#### WORK INSTRUCTIONS:
Write the full listing out again, keeping every line exactly as it is.
[[ EXCERPTED RECORDS, beginning ]]
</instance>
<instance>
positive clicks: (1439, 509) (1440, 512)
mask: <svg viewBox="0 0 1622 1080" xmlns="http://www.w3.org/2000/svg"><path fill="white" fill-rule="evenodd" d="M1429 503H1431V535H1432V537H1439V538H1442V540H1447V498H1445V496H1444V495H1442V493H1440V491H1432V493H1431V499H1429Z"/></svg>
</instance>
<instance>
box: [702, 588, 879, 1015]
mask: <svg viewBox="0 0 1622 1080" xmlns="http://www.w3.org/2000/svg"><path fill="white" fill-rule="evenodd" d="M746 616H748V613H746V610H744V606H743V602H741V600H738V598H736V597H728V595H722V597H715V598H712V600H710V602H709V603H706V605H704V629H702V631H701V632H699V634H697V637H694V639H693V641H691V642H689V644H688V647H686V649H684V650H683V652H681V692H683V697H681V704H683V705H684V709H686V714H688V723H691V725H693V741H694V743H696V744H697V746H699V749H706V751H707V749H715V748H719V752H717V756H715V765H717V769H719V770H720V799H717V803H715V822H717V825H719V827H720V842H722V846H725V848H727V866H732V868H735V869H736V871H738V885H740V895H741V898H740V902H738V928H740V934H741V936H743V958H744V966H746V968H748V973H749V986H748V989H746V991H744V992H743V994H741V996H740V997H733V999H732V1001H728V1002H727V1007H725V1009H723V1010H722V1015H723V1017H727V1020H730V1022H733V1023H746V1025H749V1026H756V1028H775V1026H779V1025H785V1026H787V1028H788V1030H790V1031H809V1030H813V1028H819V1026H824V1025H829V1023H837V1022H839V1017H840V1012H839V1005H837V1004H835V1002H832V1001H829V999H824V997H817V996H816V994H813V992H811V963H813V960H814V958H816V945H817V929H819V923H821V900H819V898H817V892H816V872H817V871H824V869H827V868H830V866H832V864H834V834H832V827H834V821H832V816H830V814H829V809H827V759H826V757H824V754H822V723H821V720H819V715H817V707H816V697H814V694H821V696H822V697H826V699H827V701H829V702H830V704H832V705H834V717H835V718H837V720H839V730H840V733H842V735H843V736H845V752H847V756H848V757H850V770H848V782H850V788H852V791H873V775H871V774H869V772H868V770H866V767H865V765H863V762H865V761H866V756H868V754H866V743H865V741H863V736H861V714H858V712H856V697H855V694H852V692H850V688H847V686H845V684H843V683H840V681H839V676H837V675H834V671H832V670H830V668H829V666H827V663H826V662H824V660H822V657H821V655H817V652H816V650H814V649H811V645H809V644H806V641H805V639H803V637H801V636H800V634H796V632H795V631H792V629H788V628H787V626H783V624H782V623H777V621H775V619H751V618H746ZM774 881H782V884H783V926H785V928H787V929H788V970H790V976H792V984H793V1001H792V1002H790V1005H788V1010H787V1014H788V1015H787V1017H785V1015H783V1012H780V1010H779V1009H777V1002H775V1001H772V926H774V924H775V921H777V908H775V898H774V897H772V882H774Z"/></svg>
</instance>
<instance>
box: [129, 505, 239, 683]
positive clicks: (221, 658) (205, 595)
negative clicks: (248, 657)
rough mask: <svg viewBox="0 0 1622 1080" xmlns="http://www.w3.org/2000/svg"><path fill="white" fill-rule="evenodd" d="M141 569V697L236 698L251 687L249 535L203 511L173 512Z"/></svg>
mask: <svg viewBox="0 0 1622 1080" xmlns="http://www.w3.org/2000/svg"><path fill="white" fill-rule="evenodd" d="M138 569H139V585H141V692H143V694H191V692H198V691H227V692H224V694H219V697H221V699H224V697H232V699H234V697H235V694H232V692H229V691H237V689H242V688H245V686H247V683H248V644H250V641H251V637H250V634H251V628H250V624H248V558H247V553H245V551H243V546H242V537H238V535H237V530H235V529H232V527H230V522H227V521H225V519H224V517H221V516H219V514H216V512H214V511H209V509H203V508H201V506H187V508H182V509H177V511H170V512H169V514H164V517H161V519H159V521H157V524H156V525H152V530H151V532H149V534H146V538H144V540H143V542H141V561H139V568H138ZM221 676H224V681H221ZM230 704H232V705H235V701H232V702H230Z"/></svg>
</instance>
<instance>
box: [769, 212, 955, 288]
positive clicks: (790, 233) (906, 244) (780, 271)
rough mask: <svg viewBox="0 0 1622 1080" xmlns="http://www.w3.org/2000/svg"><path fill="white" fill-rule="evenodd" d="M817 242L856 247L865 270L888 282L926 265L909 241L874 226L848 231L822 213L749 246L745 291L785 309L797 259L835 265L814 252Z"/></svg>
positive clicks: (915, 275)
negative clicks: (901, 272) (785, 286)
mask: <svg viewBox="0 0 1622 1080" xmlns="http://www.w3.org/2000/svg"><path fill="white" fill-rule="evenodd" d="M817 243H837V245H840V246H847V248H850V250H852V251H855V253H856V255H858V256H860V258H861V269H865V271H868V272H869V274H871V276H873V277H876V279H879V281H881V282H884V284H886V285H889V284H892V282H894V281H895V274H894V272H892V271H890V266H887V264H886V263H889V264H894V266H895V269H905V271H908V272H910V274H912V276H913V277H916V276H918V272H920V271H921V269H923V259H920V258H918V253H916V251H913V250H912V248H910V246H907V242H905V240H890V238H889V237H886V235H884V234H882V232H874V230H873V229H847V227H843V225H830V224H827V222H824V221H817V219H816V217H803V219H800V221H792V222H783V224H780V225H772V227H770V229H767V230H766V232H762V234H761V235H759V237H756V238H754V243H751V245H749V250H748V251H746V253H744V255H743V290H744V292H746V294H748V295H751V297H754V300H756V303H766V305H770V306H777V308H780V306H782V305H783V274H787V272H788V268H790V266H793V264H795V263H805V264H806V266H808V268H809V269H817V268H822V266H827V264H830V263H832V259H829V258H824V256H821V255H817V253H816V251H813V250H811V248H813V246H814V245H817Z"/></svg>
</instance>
[[ EXCERPTED RECORDS, end ]]
#### SOLVED EXERCISE:
</instance>
<instance>
positive clicks: (1439, 509) (1440, 512)
mask: <svg viewBox="0 0 1622 1080" xmlns="http://www.w3.org/2000/svg"><path fill="white" fill-rule="evenodd" d="M1429 503H1431V535H1432V537H1439V538H1442V540H1447V498H1445V496H1444V495H1442V493H1440V491H1432V493H1431V499H1429Z"/></svg>
</instance>
<instance>
box: [702, 588, 879, 1015]
mask: <svg viewBox="0 0 1622 1080" xmlns="http://www.w3.org/2000/svg"><path fill="white" fill-rule="evenodd" d="M746 616H748V613H746V610H744V606H743V602H741V600H738V598H736V597H728V595H722V597H715V598H712V600H710V602H709V603H706V605H704V629H702V631H701V632H699V634H697V637H694V639H693V641H691V642H689V644H688V647H686V649H684V650H683V652H681V692H683V697H681V704H683V705H684V709H686V714H688V723H691V725H693V741H694V743H696V744H697V746H699V749H706V751H707V749H715V748H719V752H717V756H715V765H717V769H719V770H720V799H717V803H715V822H717V825H719V827H720V842H722V846H725V848H727V866H732V868H735V869H736V871H738V885H740V895H741V898H740V902H738V928H740V934H741V936H743V958H744V966H746V968H748V973H749V986H748V989H746V991H744V992H743V994H741V996H740V997H733V999H732V1001H728V1002H727V1007H725V1009H723V1010H722V1015H723V1017H727V1020H730V1022H733V1023H746V1025H749V1026H756V1028H775V1026H779V1025H785V1026H787V1028H788V1030H790V1031H809V1030H813V1028H819V1026H824V1025H829V1023H837V1022H839V1017H840V1012H839V1005H837V1004H835V1002H832V1001H829V999H824V997H817V996H816V994H813V992H811V963H813V960H814V958H816V945H817V929H819V923H821V900H819V898H817V892H816V872H817V871H824V869H827V868H830V866H832V864H834V834H832V827H834V821H832V816H830V814H829V809H827V759H826V757H824V754H822V723H821V720H819V715H817V707H816V697H814V694H821V696H822V697H826V699H827V701H829V702H830V704H832V705H834V717H835V718H837V720H839V730H840V733H842V735H843V736H845V752H847V756H848V757H850V770H848V782H850V788H852V791H873V775H871V774H869V772H868V770H866V767H865V765H863V762H865V761H866V756H868V754H866V743H865V741H863V736H861V714H858V712H856V697H855V694H852V692H850V688H847V686H845V684H843V683H840V681H839V676H837V675H834V671H832V670H830V668H829V666H827V663H826V662H824V660H822V657H821V655H817V652H816V650H814V649H811V645H809V644H806V641H805V639H803V637H801V636H800V634H796V632H795V631H792V629H788V628H787V626H783V624H782V623H777V621H775V619H751V618H746ZM774 881H782V884H783V926H785V928H787V929H788V970H790V976H792V984H793V1001H792V1002H790V1005H788V1010H787V1014H788V1015H787V1017H785V1015H783V1012H780V1010H779V1009H777V1002H775V1001H772V926H774V924H775V921H777V908H775V898H774V897H772V882H774Z"/></svg>
</instance>
<instance>
box: [129, 505, 239, 683]
positive clicks: (221, 658) (205, 595)
negative clicks: (248, 657)
rough mask: <svg viewBox="0 0 1622 1080" xmlns="http://www.w3.org/2000/svg"><path fill="white" fill-rule="evenodd" d="M141 569V697L236 698L251 687L249 535L203 511L173 512Z"/></svg>
mask: <svg viewBox="0 0 1622 1080" xmlns="http://www.w3.org/2000/svg"><path fill="white" fill-rule="evenodd" d="M138 569H139V585H141V692H143V694H191V692H198V691H227V692H224V694H219V697H221V699H224V697H232V699H234V697H235V694H232V692H229V691H237V689H242V688H245V686H247V683H248V644H250V641H251V637H250V634H251V628H250V624H248V558H247V553H245V551H243V546H242V537H238V535H237V530H235V529H232V527H230V522H227V521H225V519H224V517H221V516H219V514H216V512H214V511H209V509H203V508H201V506H187V508H182V509H177V511H170V512H169V514H164V517H161V519H159V521H157V524H156V525H152V530H151V532H149V534H146V538H144V540H143V542H141V561H139V568H138ZM221 676H224V681H221ZM230 704H232V705H235V701H232V702H230Z"/></svg>
</instance>
<instance>
box: [769, 212, 955, 288]
positive clicks: (790, 233) (906, 244) (780, 271)
rough mask: <svg viewBox="0 0 1622 1080" xmlns="http://www.w3.org/2000/svg"><path fill="white" fill-rule="evenodd" d="M817 242L856 247L865 270L888 282L926 265L909 241L874 226L848 231L822 213L749 246L745 291L785 309L797 259L835 265L814 252Z"/></svg>
positive clicks: (915, 275)
negative clicks: (901, 272) (785, 286)
mask: <svg viewBox="0 0 1622 1080" xmlns="http://www.w3.org/2000/svg"><path fill="white" fill-rule="evenodd" d="M817 243H837V245H840V246H847V248H850V250H852V251H855V253H856V255H858V256H860V258H861V269H865V271H868V272H869V274H871V276H873V277H876V279H879V281H881V282H884V284H886V285H889V284H892V282H894V281H895V274H894V272H892V271H890V266H887V264H886V263H889V264H894V266H895V269H905V271H908V272H910V274H912V276H913V277H916V276H918V272H920V271H921V269H923V259H920V258H918V253H916V251H913V250H912V248H910V246H907V242H905V240H890V238H889V237H886V235H884V234H882V232H874V230H873V229H847V227H843V225H830V224H827V222H824V221H817V219H816V217H803V219H800V221H792V222H783V224H780V225H772V227H770V229H767V230H766V232H762V234H761V235H759V237H756V238H754V243H751V245H749V250H748V251H746V253H744V255H743V290H744V292H746V294H748V295H751V297H754V300H756V303H766V305H770V306H777V308H780V306H782V305H783V274H787V272H788V268H790V266H793V264H795V263H805V264H806V266H808V268H809V269H817V268H822V266H827V264H830V263H832V259H829V258H824V256H821V255H817V253H816V251H813V250H811V248H813V246H814V245H817Z"/></svg>
</instance>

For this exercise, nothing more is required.